WRITTEN TASK —
Copy out the items word for word, from the line containing "[pin] fingernail (one" through the end of the items.

[Stored entries]
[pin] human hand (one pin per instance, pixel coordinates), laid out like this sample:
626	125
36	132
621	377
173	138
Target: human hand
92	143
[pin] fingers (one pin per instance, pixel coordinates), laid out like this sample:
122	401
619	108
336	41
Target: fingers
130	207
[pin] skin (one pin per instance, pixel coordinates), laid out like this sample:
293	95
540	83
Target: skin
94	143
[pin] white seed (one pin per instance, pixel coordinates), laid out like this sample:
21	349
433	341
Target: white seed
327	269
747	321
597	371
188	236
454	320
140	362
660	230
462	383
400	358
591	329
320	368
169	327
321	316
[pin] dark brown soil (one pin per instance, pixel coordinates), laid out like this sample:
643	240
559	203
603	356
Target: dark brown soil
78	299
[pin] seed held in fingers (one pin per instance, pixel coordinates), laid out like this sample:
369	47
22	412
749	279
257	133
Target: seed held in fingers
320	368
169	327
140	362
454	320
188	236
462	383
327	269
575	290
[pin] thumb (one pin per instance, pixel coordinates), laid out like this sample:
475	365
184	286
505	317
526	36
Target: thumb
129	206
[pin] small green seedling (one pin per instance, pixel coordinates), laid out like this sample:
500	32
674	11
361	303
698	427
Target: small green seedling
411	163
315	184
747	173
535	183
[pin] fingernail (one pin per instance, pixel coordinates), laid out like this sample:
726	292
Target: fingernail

FULL SOLUTION —
[pin] fingernail (one pin per instance, pixel coordinates), laid out like this sample:
726	292
Target: fingernail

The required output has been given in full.